### POTONGAN TEKS
◆ ◆ ◆ ◆ ◆ ◆ ◆
Untuk mendapat gambaran utuh mengenai latar belakang penyampaian alasan berbeda dari empat hakim konstitusi, penting untuk terlebih dahulu memahami pendapat mayoritas dari majelis hakim.

Penalaran majelis hakim untuk sampai pada kesimpulan menolak permohonan, pada pokoknya, didasarkan pada tiga argumentasi, yaitu: (1) memahami hakikat peran ASN; (2) menegaskan kembali pendapatnya dalam Putusan sebelumnya (Putusan 70/PUU-XVII/2019, pen.); dan (3) menanggapi dalil pemohon bahwa norma yang diuji tidak melanggar konsep negara hukum maupun menyebabkan kerugian atas hak memperoleh perlindungan dan kepastian hukum, hak atas pekerjaan dan penghidupan yag layak serta hak untuk tidak diperlakukan secara diskriminatif.

Benang merah dari ketiga argumentasi tersebut adalah pandangan mayoritas majelis hakim yang ingin membangun pemahaman bahwa pengalihan status sebagai ASN tidak serta merta memberangus semangat pemberantasan korupsi. Majelis hakim melihat regulasi manajemen, proses dan mekanisme seleksi serta proses pendidikan dan pelatihan yang dijalankan bagi ASN saat ini sudah mumpuni untuk membangun integritas moral dan memperkuat profesionalisme sebagai abdi negara. Peralihan status pegawai KPK menjadi ASN yang profesional dan terjaga integritasnya seharusnya dilihat secara optimis bahwa ASN pun merupakan bagian dari kesatuan upaya untuk memberantas korupsi.

Mayoritas majelis hakim juga berpendapat bahwa desain peralihan jabatan telah diatur dalam peraturan perundang-undangan. Salah satu parameter sebagai ukuran obyektif penilaian yang digunakan syarat pengisian jabatan ASN adalah melalui ujian wawasan kebangsaan.

Adanya ujian ini bukanlah merupakan penghalang atas hak memperoleh kesempatan yang sama dalam pemerintahan. Mayoritas majelis hakim berpandangan ujian yang dimaksud merupakan bentuk batasan yang masih diperkenankan karena diatur menurut hukum dan dimuat dalam peraturan perundang-undangan.

Alasan Berbeda Membawa Dampak Berbeda

Berangkat dari ketiga argumentasi yang dibangun oleh mayoritas majelis hakim, empat hakim konstitusi merasa adanya ketidakcocokan dalam bangunan argumentasi tersebut. Khususnya, dalam hal pembacaan ulang dan kesesuaian dengan pertimbangan hukum dalam Putusan sebelumnya.
◆ ◆ ◆ ◆ ◆ ◆ ◆
### TUGAS YANG DIBERIKAN
Lanjutkan tulisan tentang pendapat majelis hakim soal peralihan pegawai KPK menjadi ASN, mulai dari kalimat terakhirnya. Catatan di bawah ini berasal dari sumber lain.

### DATA YANG DISEDIAKAN
◆ ◆ ◆ ◆ ◆ ◆ ◆
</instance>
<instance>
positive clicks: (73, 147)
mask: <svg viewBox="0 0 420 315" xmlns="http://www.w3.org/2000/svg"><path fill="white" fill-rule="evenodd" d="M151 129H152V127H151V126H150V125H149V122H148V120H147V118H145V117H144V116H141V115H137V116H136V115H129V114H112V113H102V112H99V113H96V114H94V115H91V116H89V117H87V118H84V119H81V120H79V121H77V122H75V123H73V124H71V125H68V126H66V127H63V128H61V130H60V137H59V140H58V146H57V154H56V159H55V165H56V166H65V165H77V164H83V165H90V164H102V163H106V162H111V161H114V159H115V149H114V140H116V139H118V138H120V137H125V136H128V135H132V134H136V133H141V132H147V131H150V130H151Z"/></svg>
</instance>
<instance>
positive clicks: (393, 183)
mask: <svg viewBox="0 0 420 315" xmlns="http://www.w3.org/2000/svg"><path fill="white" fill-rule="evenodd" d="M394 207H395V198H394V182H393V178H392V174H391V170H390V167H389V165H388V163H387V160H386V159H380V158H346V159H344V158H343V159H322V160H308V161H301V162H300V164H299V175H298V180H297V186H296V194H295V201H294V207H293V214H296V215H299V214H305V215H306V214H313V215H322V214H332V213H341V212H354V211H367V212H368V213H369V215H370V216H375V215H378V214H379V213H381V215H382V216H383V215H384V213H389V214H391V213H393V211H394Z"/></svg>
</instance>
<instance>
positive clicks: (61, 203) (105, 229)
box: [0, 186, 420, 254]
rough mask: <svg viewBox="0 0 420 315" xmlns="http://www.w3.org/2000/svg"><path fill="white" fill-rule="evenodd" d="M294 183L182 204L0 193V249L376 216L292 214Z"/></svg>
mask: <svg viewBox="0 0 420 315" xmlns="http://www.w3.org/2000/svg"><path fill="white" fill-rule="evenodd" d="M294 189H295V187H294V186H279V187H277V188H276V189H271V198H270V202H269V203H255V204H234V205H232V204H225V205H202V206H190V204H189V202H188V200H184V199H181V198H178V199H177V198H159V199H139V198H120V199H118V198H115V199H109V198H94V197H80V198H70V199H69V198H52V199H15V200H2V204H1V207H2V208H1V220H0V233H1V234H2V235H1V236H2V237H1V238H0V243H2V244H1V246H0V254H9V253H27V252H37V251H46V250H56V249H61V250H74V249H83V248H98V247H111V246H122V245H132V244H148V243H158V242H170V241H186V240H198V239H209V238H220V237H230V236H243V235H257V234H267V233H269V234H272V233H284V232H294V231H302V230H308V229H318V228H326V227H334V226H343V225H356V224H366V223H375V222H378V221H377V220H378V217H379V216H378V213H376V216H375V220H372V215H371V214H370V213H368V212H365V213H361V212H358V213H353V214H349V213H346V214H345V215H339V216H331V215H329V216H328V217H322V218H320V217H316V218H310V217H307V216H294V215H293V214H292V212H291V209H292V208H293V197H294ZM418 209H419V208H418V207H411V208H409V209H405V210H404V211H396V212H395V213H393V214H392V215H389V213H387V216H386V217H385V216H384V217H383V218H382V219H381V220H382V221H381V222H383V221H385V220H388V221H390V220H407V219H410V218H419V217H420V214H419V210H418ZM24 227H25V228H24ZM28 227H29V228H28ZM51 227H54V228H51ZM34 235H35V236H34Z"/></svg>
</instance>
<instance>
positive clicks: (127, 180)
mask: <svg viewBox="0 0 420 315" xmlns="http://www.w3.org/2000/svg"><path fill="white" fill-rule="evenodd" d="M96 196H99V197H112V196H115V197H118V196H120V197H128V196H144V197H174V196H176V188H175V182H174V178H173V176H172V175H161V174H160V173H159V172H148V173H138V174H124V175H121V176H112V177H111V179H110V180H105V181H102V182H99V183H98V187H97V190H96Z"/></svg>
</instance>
◆ ◆ ◆ ◆ ◆ ◆ ◆
### JAWABAN YANG DIHARAPKAN
Ada kalimat dalam putusan sebelumnya yang menjadi titik perdebatan di antara majelis hakim, yaitu

“…Ketentuan Peralihan UU 19/2019 maka dalam pengalihan tersebut tidak boleh merugikan hak pegawai KPK untuk diangkat menjadi ASN dengan alasan apapun di luar desain yang telah ditentukan tersebut. Sebab, para pegawai KPK selama ini telah mengabdi di KPK dan dedikasinya dalam pemberantasan tindak pidana korupsi tidak diragukan.” (Putusan 70/PUU-XVII/2019, h. 340)

Mayoritas majelis hakim memusatkan perhatian pada frasa “tidak boleh merugikan hak”. Oleh karena itu, mayoritas merasa perlu untuk memaknai kembali frasa tersebut dalam konteks individual, kelembagaan, sebagai ASN dan dalam konteks negara secara umum.

Sementara, empat hakim konstitusi melihat bahwa frasa itu tidak bisa dipenggal sebagaimana yang dilakukan mayoritas majelis hakim.

Frasa yang dimaksud semestinya dibaca dengan “tidak boleh merugikan hak pegawai KPK”. Dengan cara membaca demikian maka frasa yang diperdebatkan memiliki ruang lingkup lebih sempit yaitu secara individual. Oleh karenanya, proses peralihan status kepegawaian menjadi ASN tidak boleh merugikan hak individual pegawai yang telah mengabdi di KPK dengan kapasitas dan dedikasi yang tidak diragukan.

Cara membaca yang berbeda akan membawa dampak yang berbeda pula. Empat hakim konstitusi yang melayangkan concurring menjelaskan bahwa peralihan status pegawai KPK menjadi ASN dalam perubahan UU KPK merupakan proses yang perlu dilalui tanpa adanya berbagai bentuk ujian maupun seleksi dengan disertai adanya penilaian “memenuhi syarat” atau “tidak memenuhi syarat” bagi pegawai KPK. Dengan kata lain, proses peralihan status kepegawaian bukanlah proses rekrutmen calon pegawai baru.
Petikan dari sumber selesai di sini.